### PAGE TEXT
━━━━━━━━━━━━━━━━

Vienna – Berlin. The Art of Two Cities

As early as the late nineteenth century, both Berlin and Vienna were considered as rising metropolises. Nevertheless they have always, to the very present, represented divergent models of identification and different cultural self-concepts. Whereas the mutual exchange between the two cosmopolitan cities has already been intensively explored in terms of literature, theatre, and music, the juxtaposition of developments in the visual art and an analysis of their correlations constitute a blind spot. From an art historical perspective, they have merely been recognised in the form of individual biographic studies.

Spanning the period from the early twentieth century to the interwar years, Vienna – Berlin. The Art of Two Cities, organised in cooperation between the Österreichische Galerie Belvedere and the Berlinische Galerie, is the first exhibition to be devoted to artistic parallels, differences, and interactions between the two cities.

━━━━━━━━━━━━━━━━

### PROBLEMS
A – From the Vienna – Berlin text, quote the passage starting with "Spanning the period" and going on through "the two cities.".
B – In the Vienna – Berlin text, which fields are named as ones where the exchange between the two cities has already been intensively explored?
C – Answer these questions from the Vienna – Berlin text:
(i) Which two institutions organized the exhibition?
(ii) What period does the exhibition span?
(iii) In what form has art history so far recognized the developments in the visual art?

### ENTRIES
━━━━━━━━━━━━━━━━

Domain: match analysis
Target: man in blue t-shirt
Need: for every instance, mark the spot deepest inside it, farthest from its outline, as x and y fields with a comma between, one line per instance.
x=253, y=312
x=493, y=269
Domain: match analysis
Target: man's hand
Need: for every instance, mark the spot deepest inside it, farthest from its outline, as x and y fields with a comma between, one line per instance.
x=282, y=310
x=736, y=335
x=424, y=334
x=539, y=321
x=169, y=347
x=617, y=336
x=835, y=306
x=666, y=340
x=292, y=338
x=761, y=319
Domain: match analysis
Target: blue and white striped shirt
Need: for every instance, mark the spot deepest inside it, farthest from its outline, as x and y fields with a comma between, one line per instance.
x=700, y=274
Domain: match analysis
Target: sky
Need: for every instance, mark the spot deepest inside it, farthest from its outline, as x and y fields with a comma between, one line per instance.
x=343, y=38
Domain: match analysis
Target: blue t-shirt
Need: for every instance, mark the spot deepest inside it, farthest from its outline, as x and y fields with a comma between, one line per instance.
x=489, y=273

━━━━━━━━━━━━━━━━

### SOLVED TASKS
A –
Spanning the period from the early twentieth century to the interwar years, Vienna – Berlin. The Art of Two Cities, organised in cooperation between the Österreichische Galerie Belvedere and the Berlinische Galerie, is the first exhibition to be devoted to artistic parallels, differences, and interactions between the two cities.

B – Literature, theatre, and music.

C –
(i) The Österreichische Galerie Belvedere and the Berlinische Galerie.
(ii) From the early twentieth century to the interwar years.
(iii) Only in the form of individual biographic studies.